- REQUIREMENT: Write out every line of the material exactly as it appears.

>> begin SUPPLIED MATERIAL

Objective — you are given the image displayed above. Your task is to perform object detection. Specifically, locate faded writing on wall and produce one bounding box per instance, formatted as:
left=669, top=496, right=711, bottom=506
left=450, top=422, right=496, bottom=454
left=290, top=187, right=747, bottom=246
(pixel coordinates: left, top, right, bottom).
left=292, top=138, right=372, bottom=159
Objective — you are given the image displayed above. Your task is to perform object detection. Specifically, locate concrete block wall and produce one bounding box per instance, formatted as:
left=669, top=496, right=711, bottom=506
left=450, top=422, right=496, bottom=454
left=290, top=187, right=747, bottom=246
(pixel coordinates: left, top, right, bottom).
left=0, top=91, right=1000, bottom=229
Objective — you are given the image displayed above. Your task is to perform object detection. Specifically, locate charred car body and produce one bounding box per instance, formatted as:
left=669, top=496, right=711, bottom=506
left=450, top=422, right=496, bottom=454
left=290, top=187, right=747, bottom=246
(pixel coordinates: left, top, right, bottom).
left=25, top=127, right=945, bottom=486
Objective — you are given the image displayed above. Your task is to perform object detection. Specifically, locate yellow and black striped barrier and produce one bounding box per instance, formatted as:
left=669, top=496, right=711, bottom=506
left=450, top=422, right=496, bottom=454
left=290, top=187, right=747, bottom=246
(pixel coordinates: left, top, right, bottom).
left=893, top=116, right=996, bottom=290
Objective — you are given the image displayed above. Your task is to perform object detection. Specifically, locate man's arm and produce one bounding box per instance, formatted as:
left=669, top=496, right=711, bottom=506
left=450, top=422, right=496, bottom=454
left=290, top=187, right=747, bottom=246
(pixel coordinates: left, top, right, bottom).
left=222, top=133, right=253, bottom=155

>> end SUPPLIED MATERIAL

- EXERCISE SOLUTION:
Objective — you are given the image displayed above. Your task is to perform object detection. Specifically, locate faded writing on wall and produce one bounding box per instance, formatted as:
left=669, top=496, right=711, bottom=506
left=450, top=422, right=496, bottom=454
left=290, top=187, right=747, bottom=246
(pixel coordinates: left, top, right, bottom).
left=292, top=138, right=372, bottom=159
Objective — you are given the image displayed above. Your task is to perform object detection. Specifically, locate concrete block wall and produce one bounding box per instance, formatted as:
left=669, top=496, right=711, bottom=506
left=450, top=422, right=496, bottom=454
left=290, top=187, right=747, bottom=246
(pixel coordinates: left, top, right, bottom).
left=0, top=91, right=1000, bottom=229
Objective — you are given the image displayed above. Your task is to perform object detection. Specifically, locate charred car body and produce one bounding box per instance, formatted as:
left=669, top=496, right=711, bottom=506
left=450, top=422, right=496, bottom=454
left=290, top=187, right=747, bottom=246
(pixel coordinates: left, top, right, bottom).
left=25, top=127, right=945, bottom=486
Objective — you are given the image displayed above. Your task is to perform object detection. Specifically, locate yellow and black striped barrier and produce one bounding box per instance, formatted as:
left=669, top=496, right=711, bottom=506
left=450, top=422, right=496, bottom=454
left=290, top=187, right=747, bottom=246
(pixel coordinates: left, top, right, bottom).
left=893, top=116, right=996, bottom=290
Objective — you are given the image displayed above. Your task is to perform object detection. Specifically, locate man's arm and produce one bounding box per instance, formatted as:
left=669, top=496, right=711, bottom=506
left=450, top=422, right=496, bottom=454
left=290, top=187, right=747, bottom=246
(pixel coordinates: left, top, right, bottom).
left=222, top=133, right=253, bottom=155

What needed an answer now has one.